- Exercise brief: Starting at the line that contains "identify each wispy" and ending at the line that contains "[0,468,805,952]", return those lines as a JSON list of strings, one string per line, leaving out any blank lines.

== Recorded information

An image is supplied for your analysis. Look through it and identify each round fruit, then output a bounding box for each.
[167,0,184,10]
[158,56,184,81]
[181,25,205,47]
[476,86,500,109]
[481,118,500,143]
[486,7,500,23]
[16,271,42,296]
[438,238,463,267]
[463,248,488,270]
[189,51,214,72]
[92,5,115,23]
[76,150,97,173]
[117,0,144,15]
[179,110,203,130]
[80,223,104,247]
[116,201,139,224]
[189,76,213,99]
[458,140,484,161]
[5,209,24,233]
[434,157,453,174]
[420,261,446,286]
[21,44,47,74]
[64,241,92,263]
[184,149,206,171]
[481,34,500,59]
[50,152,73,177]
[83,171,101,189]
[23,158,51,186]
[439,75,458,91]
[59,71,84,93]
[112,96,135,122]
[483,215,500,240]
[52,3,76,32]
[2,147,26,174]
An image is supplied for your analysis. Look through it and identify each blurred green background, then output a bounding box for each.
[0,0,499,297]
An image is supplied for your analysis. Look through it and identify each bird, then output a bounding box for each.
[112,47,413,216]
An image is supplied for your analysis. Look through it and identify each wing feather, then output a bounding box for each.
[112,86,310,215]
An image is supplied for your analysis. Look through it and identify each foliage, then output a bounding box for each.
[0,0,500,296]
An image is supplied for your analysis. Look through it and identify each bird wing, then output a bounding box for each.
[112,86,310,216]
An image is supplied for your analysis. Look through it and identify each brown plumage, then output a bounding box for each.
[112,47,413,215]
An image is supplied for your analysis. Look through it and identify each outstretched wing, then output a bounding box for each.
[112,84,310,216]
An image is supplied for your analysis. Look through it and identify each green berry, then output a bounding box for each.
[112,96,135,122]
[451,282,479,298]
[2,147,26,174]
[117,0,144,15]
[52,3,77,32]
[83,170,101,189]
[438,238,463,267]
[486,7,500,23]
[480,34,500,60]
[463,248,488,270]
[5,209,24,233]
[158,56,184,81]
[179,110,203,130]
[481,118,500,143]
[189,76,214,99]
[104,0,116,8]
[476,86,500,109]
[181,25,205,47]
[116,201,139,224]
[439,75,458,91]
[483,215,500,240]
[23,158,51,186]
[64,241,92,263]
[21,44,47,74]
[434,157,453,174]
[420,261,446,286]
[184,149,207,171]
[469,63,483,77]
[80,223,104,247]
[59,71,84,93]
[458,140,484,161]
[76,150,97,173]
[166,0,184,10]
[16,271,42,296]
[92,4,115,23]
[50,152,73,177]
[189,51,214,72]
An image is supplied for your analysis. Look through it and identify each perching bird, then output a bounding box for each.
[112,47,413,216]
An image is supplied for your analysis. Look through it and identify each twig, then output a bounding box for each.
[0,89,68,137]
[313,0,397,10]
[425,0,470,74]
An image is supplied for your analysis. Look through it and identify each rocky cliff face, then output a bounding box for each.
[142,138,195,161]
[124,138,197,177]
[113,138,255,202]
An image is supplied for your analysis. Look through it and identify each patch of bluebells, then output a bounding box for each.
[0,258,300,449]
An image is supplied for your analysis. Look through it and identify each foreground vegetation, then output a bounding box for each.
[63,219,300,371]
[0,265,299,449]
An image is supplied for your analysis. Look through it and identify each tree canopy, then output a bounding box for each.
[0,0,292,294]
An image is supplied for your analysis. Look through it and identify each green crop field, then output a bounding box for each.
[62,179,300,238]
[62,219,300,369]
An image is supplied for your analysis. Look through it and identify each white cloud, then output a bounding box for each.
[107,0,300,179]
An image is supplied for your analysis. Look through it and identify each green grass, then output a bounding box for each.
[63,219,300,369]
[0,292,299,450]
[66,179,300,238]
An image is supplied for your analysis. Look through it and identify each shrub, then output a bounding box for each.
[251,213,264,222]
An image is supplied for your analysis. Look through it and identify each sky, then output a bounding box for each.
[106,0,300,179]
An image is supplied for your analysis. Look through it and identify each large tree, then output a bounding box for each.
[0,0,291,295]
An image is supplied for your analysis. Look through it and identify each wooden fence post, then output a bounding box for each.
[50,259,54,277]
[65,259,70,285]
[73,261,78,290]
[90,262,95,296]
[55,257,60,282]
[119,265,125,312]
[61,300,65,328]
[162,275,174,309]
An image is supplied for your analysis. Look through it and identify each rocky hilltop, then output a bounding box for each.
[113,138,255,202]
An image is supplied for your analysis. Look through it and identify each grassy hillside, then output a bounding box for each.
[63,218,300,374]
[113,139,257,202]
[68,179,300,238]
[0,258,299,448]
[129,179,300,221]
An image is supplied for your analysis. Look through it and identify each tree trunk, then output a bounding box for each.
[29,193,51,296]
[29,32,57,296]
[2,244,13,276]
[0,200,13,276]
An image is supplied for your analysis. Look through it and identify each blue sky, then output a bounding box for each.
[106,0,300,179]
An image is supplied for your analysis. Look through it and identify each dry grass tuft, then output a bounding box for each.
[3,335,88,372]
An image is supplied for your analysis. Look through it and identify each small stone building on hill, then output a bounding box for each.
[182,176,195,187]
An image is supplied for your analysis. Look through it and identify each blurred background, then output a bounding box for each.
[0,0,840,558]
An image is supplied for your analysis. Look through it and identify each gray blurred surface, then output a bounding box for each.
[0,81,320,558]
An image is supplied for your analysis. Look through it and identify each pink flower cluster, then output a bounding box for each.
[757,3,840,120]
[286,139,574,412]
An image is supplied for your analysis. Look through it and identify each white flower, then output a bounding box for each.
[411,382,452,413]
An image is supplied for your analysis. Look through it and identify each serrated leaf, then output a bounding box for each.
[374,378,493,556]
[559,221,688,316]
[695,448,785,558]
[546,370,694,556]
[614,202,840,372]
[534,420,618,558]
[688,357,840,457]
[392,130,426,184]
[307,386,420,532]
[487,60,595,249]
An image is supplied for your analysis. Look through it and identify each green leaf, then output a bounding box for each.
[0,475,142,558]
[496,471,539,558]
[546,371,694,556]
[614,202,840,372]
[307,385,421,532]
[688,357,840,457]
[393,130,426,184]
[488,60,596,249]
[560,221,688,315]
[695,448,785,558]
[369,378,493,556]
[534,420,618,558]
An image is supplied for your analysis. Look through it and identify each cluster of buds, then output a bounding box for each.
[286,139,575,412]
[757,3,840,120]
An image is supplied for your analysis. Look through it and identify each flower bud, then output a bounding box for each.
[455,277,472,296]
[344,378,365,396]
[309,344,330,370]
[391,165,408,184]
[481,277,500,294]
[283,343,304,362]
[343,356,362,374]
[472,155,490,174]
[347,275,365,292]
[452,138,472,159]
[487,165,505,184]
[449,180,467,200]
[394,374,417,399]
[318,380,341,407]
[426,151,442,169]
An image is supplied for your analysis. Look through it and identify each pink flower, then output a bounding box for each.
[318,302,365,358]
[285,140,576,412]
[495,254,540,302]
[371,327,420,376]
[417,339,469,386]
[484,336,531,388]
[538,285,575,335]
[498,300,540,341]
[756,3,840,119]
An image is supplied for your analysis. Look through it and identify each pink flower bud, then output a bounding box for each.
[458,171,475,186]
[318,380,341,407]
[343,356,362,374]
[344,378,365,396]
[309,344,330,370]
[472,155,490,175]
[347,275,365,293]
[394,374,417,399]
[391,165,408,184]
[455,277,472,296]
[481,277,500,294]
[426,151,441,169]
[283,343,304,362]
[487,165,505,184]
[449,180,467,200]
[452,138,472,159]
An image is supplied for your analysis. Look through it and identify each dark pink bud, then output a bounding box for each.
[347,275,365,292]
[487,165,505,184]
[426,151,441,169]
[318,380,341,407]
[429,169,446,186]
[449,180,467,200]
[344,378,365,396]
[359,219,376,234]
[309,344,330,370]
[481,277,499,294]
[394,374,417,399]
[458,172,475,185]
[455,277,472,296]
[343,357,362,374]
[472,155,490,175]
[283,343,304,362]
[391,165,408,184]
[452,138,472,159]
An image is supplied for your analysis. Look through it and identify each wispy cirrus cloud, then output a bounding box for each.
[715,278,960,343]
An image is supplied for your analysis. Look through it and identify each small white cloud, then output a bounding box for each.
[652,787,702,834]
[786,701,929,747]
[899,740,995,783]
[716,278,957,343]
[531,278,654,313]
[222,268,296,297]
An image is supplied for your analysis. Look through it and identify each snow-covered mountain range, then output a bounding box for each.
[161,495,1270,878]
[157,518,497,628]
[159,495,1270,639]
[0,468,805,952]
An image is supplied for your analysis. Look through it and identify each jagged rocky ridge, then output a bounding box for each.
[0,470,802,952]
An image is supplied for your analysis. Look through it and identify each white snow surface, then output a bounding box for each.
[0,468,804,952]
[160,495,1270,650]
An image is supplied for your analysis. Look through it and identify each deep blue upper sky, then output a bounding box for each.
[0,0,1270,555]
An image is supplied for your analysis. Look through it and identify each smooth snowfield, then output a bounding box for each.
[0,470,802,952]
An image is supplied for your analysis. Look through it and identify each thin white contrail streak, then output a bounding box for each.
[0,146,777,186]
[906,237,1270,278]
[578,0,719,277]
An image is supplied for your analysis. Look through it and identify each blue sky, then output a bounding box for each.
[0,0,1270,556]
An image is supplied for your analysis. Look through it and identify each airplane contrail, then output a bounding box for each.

====

- Answer to this task:
[
  "An image is supplied for your analysis. Look through it and identify each wispy cirrus cloud, then output a bounding box for each.",
  "[715,278,960,343]",
  "An image is supplied for your analysis. Look through it and identify each small white cloud, then output a bounding box for each.",
  "[652,787,702,834]",
  "[786,701,929,747]",
  "[899,740,995,783]",
  "[716,278,957,343]",
  "[531,278,654,313]",
  "[222,268,296,297]",
  "An image is supplied for your analysis. Look through it and identify each snow-covered mountain range, then output a bounding box for each.",
  "[161,495,1270,878]",
  "[157,518,497,628]",
  "[159,495,1270,639]",
  "[0,468,805,952]"
]